Work instructions:
Shift every coordinate in the answers by -10, and rewrite all the lines of the data, starting at the line that contains "texture shown in the photo above." and stopping after the last line of the data, with every other line left unchanged.

Raw records:
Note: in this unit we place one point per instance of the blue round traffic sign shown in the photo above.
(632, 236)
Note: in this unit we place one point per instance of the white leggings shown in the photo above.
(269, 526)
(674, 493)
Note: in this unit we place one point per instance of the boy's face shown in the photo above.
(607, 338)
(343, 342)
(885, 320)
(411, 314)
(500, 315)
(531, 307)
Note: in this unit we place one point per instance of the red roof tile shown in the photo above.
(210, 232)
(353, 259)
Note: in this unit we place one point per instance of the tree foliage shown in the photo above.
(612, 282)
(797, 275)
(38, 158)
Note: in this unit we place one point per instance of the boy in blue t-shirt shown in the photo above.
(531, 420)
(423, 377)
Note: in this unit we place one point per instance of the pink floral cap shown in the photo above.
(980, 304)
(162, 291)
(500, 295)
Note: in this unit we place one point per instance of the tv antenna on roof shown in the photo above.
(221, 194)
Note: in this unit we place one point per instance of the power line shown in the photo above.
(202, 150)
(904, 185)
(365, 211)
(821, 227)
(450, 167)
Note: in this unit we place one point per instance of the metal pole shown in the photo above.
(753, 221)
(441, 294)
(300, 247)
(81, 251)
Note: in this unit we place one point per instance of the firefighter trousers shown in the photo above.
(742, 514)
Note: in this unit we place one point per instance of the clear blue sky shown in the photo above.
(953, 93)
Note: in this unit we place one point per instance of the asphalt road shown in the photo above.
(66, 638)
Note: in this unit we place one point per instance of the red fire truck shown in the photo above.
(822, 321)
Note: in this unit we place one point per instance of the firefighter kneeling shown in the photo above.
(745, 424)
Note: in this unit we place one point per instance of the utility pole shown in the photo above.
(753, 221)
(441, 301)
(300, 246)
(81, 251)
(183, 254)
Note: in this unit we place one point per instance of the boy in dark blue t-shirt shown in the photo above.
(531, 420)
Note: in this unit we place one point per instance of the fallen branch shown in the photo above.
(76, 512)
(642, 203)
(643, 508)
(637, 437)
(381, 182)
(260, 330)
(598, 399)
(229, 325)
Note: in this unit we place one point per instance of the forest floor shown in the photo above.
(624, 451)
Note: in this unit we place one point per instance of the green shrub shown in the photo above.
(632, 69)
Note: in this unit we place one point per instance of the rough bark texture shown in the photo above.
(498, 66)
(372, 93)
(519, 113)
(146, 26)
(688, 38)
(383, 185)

Exercise answer:
Note: in this unit we place one point per instance of the rough bark texture shown in the photo above.
(488, 56)
(362, 83)
(509, 103)
(136, 16)
(678, 28)
(373, 175)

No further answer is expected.